LAVORO DA FARE »
1. Nel brano sui soprannomi ucriesi, quali soprannomi vengono giudicati più interessanti di quelli che derivano da titoli nobiliari, civili, militari o professionali?
2. Porta avanti il brano sui soprannomi ucriesi partendo dopo la sua ultima frase.

BRANO RIPORTATO »
◆ ◆ ◆ ◆ ◆
Arginteri, Avvocatu, Bannista, Barbera, Bardunaru, Barrilaru, Baruni/-issa, Calaciaru, Caliaru, Camperi,  Canalaru, Capitanu, Carritteri, Carvunaru, Castagnaru, Cavaleri, Chiavaru, Ciancianiddaru, Cucchiararu, Cipuddaru, Cirasara, Collocaturi, Colonnellu, Cracularu/a, Craparu, Cumannanti, Curateddu, Curatulu, Cutidderi, Dittureddu, Esatturi, Farmacista, Franninaru, Funnacaru, Furgiaru, Furnaru, Fusaru, Gaddinaru, Guardia, Ispetturi, Lardaru, Luppinaru, Maresciallu, Marescialluni, Marmista, Mastriceddu, Mirceri, Mulinaru, Officiali, Onorivuli, Organista, Parrineddu, Parrinu spugghiatu, Piattinaru, Picuraru, Pipariddaru/ara, Pirsicaru, Pitturi, Pridicaturi, Pusteri, Raluggiaru, Rancasciaru, Sagristanu, Sardiddaru, Sbirru, Scarpareddu, Sciameca, Sergenti, Spazzinu, Spizziali, Staddunaru, Stagnataru, Surfariddaru, Tabacchinaru, Trummetta, Trummittuni, Trummuni, Ugghiaru, Ugghiularu, Umbrillaru, Usceri, Vaccaru,Vicariu, Vucceri[2].
Da una attenta considerazione dei soprannomi presenti in tale elenco viene fuori uno spaccato del corpo sociale della popolazione ucriese dei tempi andati di straordinario interesse.
Più che quelli derivanti da titoli nobiliari, civili, militari o professionali (Baruni, Cavaleri, Cumannanti, Capitanu, Colonellu, Sergenti, Maresciallu, Marescialluni, Avvocatu, Dittureddu, Farmacista, Spiziali, Officiali, Onorevuli, Parrineddu, Vicariu), sono interessanti quelli derivanti dai mestieri praticati. Curioso come, anche nel caso in cui nelle generazioni successive nessuno in famiglia continuasse a fare il mestiere che lo aveva originato, il soprannome sopravvivesse comunque (così, ad es., per Mulinaru, Caliaru, Canalaru, Stagnataru, Pridicaturi…).
◆ ◆ ◆ ◆ ◆
DATI »
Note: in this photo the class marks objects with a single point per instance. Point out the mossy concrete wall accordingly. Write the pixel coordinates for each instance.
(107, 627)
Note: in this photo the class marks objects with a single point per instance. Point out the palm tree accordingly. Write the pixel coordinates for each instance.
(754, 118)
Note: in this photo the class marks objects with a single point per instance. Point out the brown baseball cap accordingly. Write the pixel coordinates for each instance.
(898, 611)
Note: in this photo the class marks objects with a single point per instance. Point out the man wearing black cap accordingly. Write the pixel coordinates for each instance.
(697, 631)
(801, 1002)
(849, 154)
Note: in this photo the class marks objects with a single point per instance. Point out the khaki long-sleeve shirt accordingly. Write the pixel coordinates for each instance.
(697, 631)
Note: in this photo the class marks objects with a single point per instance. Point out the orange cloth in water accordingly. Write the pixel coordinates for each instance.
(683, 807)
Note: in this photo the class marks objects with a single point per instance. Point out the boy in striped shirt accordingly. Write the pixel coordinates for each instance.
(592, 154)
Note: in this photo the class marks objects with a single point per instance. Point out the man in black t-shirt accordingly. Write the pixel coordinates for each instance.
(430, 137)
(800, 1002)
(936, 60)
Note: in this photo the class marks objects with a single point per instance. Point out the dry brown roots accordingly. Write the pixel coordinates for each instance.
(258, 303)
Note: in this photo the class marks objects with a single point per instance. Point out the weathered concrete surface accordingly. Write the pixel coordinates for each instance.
◆ ◆ ◆ ◆ ◆
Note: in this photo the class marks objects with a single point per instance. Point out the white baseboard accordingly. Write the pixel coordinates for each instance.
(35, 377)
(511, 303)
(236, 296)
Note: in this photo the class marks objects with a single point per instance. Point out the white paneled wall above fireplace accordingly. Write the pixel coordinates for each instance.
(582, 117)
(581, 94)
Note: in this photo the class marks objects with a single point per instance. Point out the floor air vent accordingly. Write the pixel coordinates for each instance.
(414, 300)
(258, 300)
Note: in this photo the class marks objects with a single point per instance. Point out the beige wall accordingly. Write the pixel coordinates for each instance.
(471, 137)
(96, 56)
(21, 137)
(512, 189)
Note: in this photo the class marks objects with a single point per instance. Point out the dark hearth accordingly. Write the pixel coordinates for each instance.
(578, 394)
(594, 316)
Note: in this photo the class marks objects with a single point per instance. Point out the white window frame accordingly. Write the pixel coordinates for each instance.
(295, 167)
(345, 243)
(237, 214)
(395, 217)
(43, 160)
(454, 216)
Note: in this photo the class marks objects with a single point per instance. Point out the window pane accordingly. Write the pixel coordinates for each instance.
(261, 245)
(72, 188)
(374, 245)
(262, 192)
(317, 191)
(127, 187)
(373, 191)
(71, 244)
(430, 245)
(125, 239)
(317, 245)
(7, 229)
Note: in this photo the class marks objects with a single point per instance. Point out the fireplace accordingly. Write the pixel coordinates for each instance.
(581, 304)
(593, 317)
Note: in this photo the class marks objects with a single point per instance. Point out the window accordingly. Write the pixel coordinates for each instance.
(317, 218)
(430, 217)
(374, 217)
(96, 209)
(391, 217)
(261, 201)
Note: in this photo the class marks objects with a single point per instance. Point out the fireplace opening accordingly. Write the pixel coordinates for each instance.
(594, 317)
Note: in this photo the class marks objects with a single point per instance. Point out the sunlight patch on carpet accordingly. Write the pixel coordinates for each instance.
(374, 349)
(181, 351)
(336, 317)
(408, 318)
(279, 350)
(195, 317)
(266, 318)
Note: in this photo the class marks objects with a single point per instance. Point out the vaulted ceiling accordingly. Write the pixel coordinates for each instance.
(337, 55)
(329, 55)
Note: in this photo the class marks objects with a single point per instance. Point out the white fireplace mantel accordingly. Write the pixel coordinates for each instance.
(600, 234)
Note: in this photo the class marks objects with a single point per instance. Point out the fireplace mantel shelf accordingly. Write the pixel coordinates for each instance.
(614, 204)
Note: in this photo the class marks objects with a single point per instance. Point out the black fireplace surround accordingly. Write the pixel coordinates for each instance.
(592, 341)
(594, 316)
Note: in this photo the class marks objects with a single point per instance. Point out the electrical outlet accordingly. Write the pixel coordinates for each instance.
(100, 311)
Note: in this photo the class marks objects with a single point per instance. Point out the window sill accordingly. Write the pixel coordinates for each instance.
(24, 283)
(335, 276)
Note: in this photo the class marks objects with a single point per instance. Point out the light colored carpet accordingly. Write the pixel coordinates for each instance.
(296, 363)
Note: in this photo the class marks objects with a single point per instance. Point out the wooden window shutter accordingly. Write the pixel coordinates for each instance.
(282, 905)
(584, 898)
◆ ◆ ◆ ◆ ◆
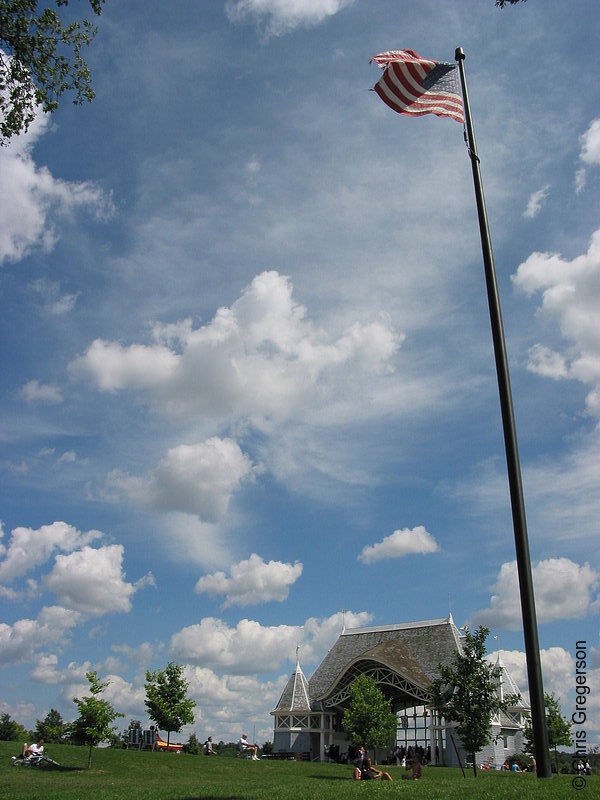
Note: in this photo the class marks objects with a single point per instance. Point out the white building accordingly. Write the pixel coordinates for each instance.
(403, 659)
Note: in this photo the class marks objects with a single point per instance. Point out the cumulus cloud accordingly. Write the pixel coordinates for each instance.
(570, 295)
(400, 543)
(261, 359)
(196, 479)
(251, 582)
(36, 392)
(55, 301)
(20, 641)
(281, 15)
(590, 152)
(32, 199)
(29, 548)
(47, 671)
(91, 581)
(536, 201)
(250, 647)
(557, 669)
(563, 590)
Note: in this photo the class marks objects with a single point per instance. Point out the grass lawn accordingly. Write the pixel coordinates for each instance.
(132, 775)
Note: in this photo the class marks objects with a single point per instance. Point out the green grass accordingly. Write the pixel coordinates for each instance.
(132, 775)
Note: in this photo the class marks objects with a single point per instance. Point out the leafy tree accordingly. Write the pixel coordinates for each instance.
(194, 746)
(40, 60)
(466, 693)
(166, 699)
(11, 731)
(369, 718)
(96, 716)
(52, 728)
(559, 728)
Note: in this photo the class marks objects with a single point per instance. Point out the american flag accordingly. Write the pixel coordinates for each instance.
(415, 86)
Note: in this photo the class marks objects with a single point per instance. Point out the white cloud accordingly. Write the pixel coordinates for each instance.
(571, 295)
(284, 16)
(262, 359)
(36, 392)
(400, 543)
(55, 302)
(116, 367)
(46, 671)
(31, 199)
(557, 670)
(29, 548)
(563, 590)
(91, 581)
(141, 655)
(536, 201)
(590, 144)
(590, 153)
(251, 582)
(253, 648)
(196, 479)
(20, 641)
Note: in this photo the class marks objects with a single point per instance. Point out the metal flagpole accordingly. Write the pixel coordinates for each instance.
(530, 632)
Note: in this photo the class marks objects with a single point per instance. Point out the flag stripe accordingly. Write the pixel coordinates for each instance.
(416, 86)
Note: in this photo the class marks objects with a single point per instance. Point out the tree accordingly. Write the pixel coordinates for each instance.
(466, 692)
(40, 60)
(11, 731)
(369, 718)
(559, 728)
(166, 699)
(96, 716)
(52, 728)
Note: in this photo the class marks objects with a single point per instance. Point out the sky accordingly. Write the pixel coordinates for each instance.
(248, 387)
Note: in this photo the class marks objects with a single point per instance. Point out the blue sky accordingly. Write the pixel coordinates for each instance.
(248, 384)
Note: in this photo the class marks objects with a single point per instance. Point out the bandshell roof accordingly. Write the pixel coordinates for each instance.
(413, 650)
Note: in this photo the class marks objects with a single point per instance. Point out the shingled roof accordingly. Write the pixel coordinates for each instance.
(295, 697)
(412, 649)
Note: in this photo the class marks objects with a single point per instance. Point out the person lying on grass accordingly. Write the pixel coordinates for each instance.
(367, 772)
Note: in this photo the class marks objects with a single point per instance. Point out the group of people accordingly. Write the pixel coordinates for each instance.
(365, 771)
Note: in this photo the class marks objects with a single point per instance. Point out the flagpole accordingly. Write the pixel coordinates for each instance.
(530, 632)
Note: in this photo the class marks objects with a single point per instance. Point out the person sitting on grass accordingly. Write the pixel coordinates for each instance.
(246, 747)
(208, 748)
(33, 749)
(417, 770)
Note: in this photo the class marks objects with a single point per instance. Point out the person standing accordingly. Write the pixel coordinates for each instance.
◆ ◆ ◆ ◆ ◆
RISULTATI PER COMPITO »
1. Quelli che derivano dai mestieri praticati.

2.
Ovvio ritrovare nell’elenco tutti gli esponenti della “mastranza” paesana, immancabili in passato in qualsiasi comunità costituita, grande o piccola che fosse (Furgiaru, Vucceri, Furnaru, Carvunaru, Mastriceddu, Scarpareddu, ma anche Carritteri, Tabacchinaru); ma chi avrebbe immaginato che fosse esistito nell’Ucria dei tempi andati un individuo che di mestiere faceva il calaciaru, che cioè fabbricava, aggiustava (o vendeva?) calici, oppure l’arginteri, ‘u cucchiararu, ‘u cutiddaru,  l’ombrillaru, ‘u chiavaru, ‘u canalaru, ‘u bardunaru, ‘u ciancianiddaru, u’ raluggiaru, ‘u pitturi…
Qualcuno aveva a che fare con l’allevamento del bestiame (Craparu, Picuraru, Staddunaru, Vaccaru, Curatulu, Curateddu). Molti erano i venditori di merce varia, per lo più ambulanti: Castagnaru, Cirasara, Ugghiaru, Ugghiularu, Lardaru, Sardiddaru, Franninaru (= venditore di pezzi di stoffa[3]), Cracularu, Cipuddaru, Gaddinaru, Luppinaru, Pipariddaru, Pirsicaru.
Un discorso a parte merita il soprannome Sciameca, derivante dalla volgarizzazione di Shoemaker che in inglese significa ‘calzolaio’ e che testimonia che il primo titolare della suddetta’nciuria non soltanto faceva il ciabattino, ma che aveva fatto quel mestiere anche in America prima di rientrare in paese, dove gli amici, forse anche loro emigrati, gliel’ avevano affibbiata.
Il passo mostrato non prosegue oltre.